Request
Print the portion of the construction payments article between "How deposits work" and "before they’re installed.", inclusive, word for word.

Text segment
# # # #

Construction Payments: Deposits, Progress, and Final Checks
Learn how deposits, progress payments, and final checks work in contractor projects so you can protect your budget, lien waivers, and leverage.
Articles on this site may include sponsored content. If they do, it's labeled clearly — and it still has to answer a real homeowner question. Same bar as everything else here.
Construction Payments: Deposits, Progress, and Final Checks
Here’s a scenario I hear all the time: A homeowner signs a contract for a $40,000 bathroom remodel, hands over a $15,000 deposit, and then watches as the contractor sends progress payment requests that don’t quite match what they expected. By the time the project is done, they’ve paid $45,000 — and they’re not sure where the extra $5,000 came from or whether they should have held something back.
The problem isn’t the contractor. The problem is that nobody explained how construction payments actually work.
Deposits, progress payments, and final payment each serve a different purpose in a construction project. Understanding the difference — and how change orders interact with each type — is the single best way to stay in control of your budget. Let’s break it down.
If you are still reviewing the contract, pair this with the guide to payment schedules and draw requests and the guide to allowances in construction contracts. Those two documents usually explain why the payment plan looks the way it does.
What is a deposit in construction?
A deposit is the money you pay upfront, before any work actually begins. It’s not a down payment in the real estate sense. It’s more like a commitment from both sides — you’re committing to the project, and the contractor is committing to reserve their time, order materials, and pull permits.
How deposits work
Most contractors need money upfront to cover initial costs. Materials are expensive, and most suppliers aren’t giving contractors 60 days to pay. Permits come with fees. And if the project requires specialty items — custom cabinets, imported tile, or fixtures that need to be ordered — the contractor usually has to pay for those well before they’re installed.
A reasonable deposit covers those early expenses without putting either party at risk. For smaller projects, a deposit might cover permits and a few materials. For larger ones, it might cover the first round of material orders and the initial mobilization of the crew.
What’s a reasonable deposit amount?

# # # #

Dataset records
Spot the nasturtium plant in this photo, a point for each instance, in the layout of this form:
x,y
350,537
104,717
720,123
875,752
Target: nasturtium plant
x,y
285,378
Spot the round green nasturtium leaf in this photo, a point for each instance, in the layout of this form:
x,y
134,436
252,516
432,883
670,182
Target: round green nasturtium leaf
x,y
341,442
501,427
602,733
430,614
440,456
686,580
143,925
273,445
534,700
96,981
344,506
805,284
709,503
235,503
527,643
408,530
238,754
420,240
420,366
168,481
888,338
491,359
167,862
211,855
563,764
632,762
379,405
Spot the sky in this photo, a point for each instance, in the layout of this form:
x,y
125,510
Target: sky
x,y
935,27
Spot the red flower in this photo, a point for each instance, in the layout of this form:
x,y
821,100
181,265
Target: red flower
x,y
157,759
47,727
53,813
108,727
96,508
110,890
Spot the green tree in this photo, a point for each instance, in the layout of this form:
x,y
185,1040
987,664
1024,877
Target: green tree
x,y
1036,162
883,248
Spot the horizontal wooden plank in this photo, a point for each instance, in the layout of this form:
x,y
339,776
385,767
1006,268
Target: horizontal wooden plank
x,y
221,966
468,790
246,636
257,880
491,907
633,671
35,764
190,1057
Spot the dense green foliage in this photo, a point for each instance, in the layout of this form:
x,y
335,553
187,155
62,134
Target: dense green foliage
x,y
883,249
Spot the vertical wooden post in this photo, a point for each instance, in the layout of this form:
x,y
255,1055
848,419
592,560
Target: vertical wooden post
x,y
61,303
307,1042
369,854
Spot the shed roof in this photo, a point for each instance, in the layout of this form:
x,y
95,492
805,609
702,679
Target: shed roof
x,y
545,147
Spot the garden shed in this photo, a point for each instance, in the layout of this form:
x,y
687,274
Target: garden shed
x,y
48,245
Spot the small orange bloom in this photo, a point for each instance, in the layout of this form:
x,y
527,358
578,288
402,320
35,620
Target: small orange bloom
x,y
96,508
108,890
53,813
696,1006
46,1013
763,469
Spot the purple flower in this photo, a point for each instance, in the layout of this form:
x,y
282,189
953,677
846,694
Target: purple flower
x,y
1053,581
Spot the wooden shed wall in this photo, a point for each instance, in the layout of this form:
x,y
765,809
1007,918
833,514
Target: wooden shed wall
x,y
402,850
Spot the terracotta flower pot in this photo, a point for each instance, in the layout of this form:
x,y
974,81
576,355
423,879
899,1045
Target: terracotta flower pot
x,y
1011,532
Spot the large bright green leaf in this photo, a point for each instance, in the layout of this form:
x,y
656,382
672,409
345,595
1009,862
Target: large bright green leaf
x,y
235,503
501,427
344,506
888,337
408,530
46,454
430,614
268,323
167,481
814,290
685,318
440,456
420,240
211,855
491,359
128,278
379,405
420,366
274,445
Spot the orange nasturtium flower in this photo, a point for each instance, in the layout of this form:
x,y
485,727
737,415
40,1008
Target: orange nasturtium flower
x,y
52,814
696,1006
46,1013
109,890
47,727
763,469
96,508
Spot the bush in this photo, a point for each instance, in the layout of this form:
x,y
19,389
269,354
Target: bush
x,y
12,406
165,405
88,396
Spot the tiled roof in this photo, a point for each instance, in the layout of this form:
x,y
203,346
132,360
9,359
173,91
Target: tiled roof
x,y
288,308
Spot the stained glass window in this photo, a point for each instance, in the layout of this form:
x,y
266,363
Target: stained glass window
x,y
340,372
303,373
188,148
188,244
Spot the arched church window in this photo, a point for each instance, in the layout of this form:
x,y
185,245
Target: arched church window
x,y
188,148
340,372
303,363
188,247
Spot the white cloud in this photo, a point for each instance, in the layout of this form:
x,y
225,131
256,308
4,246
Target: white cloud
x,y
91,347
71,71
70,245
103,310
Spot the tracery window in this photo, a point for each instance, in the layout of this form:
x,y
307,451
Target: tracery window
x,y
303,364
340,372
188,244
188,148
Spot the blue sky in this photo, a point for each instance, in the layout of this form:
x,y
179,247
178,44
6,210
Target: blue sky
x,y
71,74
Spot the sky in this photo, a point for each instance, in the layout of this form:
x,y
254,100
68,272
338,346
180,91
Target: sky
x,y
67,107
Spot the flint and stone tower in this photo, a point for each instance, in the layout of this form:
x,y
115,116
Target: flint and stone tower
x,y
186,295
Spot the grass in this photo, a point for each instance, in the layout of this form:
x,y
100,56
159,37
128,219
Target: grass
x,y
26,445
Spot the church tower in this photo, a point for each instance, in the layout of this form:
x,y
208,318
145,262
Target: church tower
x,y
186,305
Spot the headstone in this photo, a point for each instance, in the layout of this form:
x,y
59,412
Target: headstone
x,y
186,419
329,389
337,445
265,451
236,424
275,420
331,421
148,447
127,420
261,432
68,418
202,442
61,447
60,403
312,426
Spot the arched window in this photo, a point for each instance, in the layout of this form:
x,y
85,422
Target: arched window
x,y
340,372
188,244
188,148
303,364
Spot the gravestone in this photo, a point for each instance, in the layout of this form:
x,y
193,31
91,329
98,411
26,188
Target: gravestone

# # # #

Exercise solution
How deposits work
Most contractors need money upfront to cover initial costs. Materials are expensive, and most suppliers aren’t giving contractors 60 days to pay. Permits come with fees. And if the project requires specialty items — custom cabinets, imported tile, or fixtures that need to be ordered — the contractor usually has to pay for those well before they’re installed.